Reproduce each line of the entries below that contains the string "rear", copying every such line in full.

───── Data section

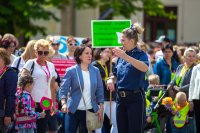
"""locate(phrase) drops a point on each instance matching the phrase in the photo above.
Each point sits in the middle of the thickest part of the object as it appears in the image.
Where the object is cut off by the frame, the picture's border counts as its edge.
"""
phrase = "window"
(157, 26)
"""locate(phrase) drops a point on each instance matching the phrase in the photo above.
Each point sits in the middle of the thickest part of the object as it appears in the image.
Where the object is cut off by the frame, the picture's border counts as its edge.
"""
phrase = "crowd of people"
(116, 83)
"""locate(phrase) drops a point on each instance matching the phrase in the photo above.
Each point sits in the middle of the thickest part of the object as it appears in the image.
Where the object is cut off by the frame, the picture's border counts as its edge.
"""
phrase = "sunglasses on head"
(45, 53)
(72, 44)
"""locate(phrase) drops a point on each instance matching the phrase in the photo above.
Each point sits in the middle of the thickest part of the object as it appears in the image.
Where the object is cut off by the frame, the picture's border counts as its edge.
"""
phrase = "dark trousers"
(77, 120)
(197, 114)
(131, 113)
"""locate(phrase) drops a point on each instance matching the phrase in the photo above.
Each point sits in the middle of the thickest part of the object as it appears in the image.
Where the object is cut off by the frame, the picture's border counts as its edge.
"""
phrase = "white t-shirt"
(21, 64)
(41, 87)
(86, 92)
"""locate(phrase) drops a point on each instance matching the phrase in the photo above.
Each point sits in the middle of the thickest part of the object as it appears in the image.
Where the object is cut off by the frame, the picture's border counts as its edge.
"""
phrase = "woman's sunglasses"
(72, 44)
(45, 53)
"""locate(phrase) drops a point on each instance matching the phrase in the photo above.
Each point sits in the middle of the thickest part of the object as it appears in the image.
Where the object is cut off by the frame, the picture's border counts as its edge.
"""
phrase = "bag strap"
(18, 62)
(32, 68)
(81, 89)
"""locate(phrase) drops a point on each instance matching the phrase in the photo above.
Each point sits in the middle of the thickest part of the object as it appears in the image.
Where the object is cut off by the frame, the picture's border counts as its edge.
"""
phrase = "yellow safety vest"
(181, 116)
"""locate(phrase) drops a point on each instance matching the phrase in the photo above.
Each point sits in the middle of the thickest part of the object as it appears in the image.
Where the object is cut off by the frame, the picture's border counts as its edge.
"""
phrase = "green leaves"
(16, 15)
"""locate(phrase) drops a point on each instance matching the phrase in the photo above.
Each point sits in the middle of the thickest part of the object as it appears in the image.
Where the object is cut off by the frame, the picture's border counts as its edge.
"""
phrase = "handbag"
(92, 121)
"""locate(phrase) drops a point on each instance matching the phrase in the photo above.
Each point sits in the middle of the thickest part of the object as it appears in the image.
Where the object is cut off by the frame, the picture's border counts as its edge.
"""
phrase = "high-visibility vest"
(181, 116)
(147, 107)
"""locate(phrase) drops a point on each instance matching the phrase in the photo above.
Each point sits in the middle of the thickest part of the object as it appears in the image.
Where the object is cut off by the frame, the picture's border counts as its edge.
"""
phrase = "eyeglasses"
(72, 44)
(54, 44)
(45, 53)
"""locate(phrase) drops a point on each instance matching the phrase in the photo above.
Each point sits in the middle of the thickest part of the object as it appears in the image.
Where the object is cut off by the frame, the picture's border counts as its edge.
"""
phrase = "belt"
(126, 93)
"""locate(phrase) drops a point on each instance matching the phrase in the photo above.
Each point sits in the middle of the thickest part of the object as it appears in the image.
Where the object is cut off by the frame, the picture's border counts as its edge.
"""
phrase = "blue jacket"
(70, 85)
(8, 85)
(162, 69)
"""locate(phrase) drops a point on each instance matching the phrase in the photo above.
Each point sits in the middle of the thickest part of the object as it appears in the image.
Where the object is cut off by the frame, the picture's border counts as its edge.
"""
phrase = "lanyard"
(105, 70)
(2, 71)
(46, 72)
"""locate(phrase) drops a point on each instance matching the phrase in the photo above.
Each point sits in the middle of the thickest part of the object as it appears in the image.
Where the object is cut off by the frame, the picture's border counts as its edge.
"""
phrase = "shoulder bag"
(92, 121)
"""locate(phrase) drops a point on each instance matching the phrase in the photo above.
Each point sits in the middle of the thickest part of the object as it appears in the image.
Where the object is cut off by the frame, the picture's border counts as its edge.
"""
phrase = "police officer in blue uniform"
(129, 75)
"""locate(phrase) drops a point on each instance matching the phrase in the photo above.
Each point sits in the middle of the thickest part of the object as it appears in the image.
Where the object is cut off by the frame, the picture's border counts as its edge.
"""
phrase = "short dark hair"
(97, 53)
(7, 39)
(168, 46)
(78, 52)
(167, 40)
(4, 55)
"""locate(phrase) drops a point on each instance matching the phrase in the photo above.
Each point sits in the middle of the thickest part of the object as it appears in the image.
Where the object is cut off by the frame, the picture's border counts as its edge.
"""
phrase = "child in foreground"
(25, 106)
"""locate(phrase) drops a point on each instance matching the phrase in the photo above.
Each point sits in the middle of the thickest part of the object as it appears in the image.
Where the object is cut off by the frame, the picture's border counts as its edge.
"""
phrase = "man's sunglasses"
(45, 53)
(72, 44)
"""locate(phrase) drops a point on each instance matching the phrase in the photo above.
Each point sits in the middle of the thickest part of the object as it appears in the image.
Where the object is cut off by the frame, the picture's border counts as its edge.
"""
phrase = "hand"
(64, 108)
(100, 114)
(191, 106)
(149, 119)
(53, 110)
(7, 121)
(119, 53)
(42, 114)
(176, 88)
(110, 85)
(169, 87)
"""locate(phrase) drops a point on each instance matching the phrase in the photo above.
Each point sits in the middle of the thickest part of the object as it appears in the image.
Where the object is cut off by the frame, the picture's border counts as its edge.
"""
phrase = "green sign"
(106, 33)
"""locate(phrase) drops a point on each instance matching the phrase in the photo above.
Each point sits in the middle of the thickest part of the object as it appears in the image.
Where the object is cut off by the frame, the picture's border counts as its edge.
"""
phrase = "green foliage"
(128, 7)
(16, 16)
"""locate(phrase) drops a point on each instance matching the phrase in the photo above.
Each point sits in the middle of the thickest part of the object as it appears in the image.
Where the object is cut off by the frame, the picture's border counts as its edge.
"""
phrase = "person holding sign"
(129, 73)
(44, 76)
(84, 95)
(25, 106)
(71, 47)
(102, 62)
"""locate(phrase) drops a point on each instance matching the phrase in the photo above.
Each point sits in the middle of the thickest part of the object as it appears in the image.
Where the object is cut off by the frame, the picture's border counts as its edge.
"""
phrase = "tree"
(17, 16)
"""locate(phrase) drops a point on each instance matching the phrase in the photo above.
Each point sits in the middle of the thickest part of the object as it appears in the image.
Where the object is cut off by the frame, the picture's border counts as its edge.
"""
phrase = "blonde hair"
(51, 52)
(154, 79)
(188, 50)
(181, 97)
(29, 52)
(133, 31)
(41, 43)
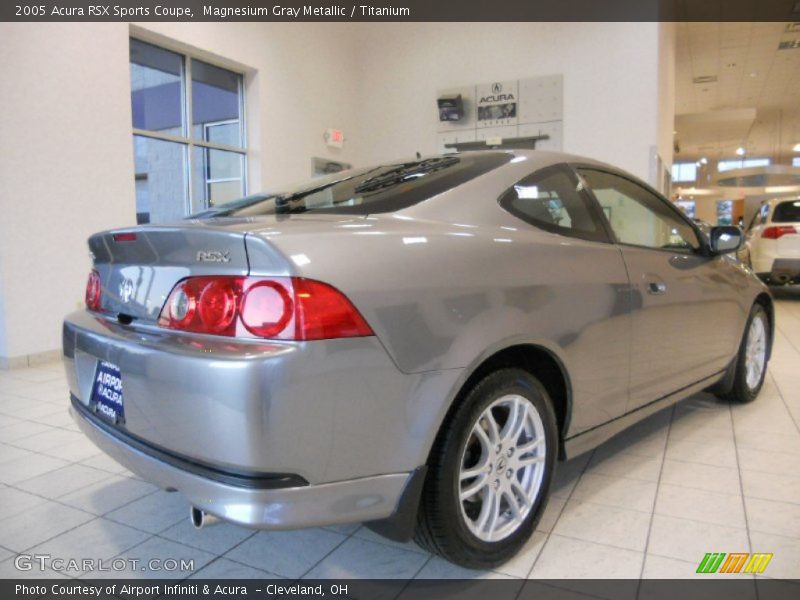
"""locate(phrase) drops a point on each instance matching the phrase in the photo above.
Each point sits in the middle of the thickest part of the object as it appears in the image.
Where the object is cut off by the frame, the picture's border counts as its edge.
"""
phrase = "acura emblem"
(126, 290)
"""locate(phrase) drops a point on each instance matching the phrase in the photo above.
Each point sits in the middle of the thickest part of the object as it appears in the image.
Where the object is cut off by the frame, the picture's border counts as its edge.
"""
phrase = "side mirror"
(725, 239)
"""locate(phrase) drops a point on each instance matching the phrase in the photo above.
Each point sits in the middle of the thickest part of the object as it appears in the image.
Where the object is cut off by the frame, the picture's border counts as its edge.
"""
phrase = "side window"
(552, 199)
(637, 216)
(760, 217)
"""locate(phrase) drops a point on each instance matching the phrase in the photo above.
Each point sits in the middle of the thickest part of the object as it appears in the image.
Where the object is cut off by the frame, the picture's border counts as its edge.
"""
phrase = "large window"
(637, 216)
(742, 163)
(553, 200)
(188, 133)
(684, 172)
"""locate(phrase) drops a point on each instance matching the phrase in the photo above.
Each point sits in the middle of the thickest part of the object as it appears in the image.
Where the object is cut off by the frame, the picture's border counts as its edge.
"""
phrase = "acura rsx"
(414, 345)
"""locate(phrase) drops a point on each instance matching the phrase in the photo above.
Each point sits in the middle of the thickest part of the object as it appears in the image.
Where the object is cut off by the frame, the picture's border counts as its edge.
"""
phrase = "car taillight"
(93, 293)
(286, 308)
(774, 232)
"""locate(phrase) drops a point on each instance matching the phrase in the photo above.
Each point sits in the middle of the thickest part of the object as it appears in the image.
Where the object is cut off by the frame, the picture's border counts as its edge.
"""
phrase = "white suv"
(773, 241)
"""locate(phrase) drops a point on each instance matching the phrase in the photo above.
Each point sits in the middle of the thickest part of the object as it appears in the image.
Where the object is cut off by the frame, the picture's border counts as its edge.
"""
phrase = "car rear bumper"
(286, 506)
(778, 270)
(325, 411)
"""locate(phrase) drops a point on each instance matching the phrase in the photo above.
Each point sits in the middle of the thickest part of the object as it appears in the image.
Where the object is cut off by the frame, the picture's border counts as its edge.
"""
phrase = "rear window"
(787, 212)
(387, 188)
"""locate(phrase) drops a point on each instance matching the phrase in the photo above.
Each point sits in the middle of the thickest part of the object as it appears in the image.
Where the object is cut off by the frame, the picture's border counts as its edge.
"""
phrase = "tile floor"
(702, 476)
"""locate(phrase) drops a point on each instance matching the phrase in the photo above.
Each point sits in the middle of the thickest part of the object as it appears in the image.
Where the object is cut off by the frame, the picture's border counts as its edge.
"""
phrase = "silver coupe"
(414, 345)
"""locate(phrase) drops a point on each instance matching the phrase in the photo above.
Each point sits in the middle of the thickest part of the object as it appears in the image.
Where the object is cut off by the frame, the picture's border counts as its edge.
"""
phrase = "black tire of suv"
(440, 525)
(740, 391)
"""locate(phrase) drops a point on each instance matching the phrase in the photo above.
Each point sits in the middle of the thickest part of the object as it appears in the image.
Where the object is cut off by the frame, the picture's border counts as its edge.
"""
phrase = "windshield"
(380, 189)
(787, 212)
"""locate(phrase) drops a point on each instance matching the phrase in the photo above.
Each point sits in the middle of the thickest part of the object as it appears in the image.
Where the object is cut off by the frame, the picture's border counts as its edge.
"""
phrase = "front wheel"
(490, 472)
(751, 361)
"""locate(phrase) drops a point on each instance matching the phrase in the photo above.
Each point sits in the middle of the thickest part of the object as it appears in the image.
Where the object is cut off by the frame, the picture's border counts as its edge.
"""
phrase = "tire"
(749, 375)
(461, 531)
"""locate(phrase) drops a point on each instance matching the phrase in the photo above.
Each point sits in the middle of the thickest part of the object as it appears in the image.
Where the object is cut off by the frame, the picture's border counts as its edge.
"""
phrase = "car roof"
(545, 158)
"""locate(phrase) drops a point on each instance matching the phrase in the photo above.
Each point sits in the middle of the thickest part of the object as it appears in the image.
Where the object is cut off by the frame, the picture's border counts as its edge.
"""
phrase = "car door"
(684, 310)
(581, 290)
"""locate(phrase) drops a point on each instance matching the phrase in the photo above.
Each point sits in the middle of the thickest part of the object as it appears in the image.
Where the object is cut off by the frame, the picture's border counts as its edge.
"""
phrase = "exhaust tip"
(200, 518)
(197, 517)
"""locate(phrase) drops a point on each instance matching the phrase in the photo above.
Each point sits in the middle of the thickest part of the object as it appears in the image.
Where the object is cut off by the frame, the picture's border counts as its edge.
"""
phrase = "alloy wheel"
(755, 351)
(502, 468)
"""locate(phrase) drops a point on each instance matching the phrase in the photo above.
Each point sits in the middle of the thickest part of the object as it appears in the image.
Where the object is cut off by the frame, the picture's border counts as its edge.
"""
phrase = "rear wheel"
(490, 472)
(751, 362)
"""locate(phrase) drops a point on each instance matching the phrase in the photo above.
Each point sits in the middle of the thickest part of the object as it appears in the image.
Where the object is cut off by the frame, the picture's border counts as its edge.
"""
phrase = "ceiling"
(746, 71)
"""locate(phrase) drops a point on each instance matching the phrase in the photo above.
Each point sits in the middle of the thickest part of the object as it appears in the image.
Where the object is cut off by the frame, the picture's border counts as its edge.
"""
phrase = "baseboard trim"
(9, 363)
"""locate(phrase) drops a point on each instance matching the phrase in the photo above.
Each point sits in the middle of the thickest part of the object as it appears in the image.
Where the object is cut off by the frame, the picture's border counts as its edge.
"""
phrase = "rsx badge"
(213, 256)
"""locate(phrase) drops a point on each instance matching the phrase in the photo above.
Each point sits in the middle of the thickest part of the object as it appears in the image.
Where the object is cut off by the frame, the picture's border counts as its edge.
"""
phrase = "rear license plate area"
(107, 399)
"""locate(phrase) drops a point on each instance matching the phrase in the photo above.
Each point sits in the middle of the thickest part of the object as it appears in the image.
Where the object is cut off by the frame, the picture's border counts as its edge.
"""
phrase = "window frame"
(187, 140)
(677, 166)
(702, 250)
(603, 235)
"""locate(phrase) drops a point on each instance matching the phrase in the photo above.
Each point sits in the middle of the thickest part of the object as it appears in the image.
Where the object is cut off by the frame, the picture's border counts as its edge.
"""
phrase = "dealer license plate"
(106, 397)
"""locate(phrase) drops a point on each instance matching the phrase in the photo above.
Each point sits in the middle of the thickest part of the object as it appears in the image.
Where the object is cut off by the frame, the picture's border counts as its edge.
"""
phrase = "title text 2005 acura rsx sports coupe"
(413, 345)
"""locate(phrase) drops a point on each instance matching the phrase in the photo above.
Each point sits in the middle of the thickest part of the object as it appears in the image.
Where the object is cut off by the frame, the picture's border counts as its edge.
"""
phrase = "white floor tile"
(108, 494)
(222, 568)
(602, 524)
(65, 480)
(29, 466)
(786, 560)
(616, 491)
(699, 505)
(723, 480)
(768, 486)
(97, 539)
(187, 561)
(690, 540)
(39, 524)
(286, 553)
(438, 568)
(567, 558)
(360, 559)
(152, 513)
(767, 516)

──────────

__Correct answer__
phrase = "car rear bumper"
phrase = "rear window"
phrase = "rear wheel"
phrase = "rear license plate area"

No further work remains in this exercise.